* WORK REQUIRED
The expected copy holds every entry exactly and none of the pictures.

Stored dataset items
-- Opening Marker --

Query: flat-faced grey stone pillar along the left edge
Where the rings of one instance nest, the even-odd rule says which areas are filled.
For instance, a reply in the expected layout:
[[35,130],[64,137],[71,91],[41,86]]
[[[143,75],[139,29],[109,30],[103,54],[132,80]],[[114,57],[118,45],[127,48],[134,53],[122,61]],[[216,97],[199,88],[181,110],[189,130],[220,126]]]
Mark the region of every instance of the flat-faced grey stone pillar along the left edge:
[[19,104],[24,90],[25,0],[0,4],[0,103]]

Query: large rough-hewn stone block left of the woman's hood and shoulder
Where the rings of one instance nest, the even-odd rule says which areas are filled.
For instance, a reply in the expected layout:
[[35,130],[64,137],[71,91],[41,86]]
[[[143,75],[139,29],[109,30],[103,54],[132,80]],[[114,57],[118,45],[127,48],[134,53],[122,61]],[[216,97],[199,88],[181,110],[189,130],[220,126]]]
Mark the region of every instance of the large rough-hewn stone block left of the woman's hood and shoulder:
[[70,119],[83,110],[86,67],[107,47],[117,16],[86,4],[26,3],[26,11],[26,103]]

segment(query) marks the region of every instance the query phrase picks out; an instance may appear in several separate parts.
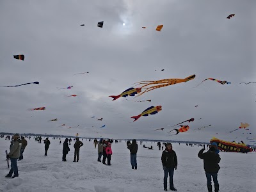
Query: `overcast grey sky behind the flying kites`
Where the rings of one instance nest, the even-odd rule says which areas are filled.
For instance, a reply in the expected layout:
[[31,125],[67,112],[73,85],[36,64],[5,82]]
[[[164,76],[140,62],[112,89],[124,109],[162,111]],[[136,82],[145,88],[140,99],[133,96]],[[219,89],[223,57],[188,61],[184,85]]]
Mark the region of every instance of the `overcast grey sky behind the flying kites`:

-- Closing Marker --

* WRITTEN SOLUTION
Query: flat-faced grey stone pillar along the left edge
Where the rings of one instance nest, the even-odd rule says which areas are filled.
For instance, a reply in the expected layout:
[[35,130],[64,137],[71,91],[41,86]]
[[[143,75],[139,29],[109,30],[103,54],[132,80]],[[114,57],[118,45],[127,48],[134,53],[122,61]],[[216,97],[199,88],[181,110],[189,130],[220,126]]]
Mark the region of every instance of the flat-faced grey stone pillar along the left edge:
[[19,104],[24,90],[25,0],[0,4],[0,103]]

Query: large rough-hewn stone block left of the woman's hood and shoulder
Where the rings of one instance nest, the even-odd rule says which areas are filled.
For instance, a reply in the expected layout:
[[35,130],[64,137],[71,91],[41,86]]
[[[143,75],[139,29],[109,30],[103,54],[132,80]],[[114,57],[118,45],[127,48],[134,53],[122,61]],[[216,97],[199,88],[181,110],[189,130],[220,126]]]
Mark the region of every instance of the large rough-hewn stone block left of the woman's hood and shoulder:
[[70,119],[83,110],[86,67],[107,47],[117,16],[86,4],[26,3],[26,11],[26,103]]

segment(query) marks the region of every instance the query phrase picks out; an instance may appear in several separate parts.
Query: `overcast grey sky behind the flying kites`
Where the rings of one instance nest, the even-odd rule says which areas are filled.
For instance, a reply in the expected layout:
[[31,125],[67,112],[73,85],[36,64],[5,82]]
[[[164,76],[140,62],[112,89],[124,109],[162,111]],[[136,82],[145,88],[140,99],[133,96]],[[219,89],[223,57],[188,61],[184,85]]]
Mark the region of every instance of the `overcast grey sky behind the flying kites`:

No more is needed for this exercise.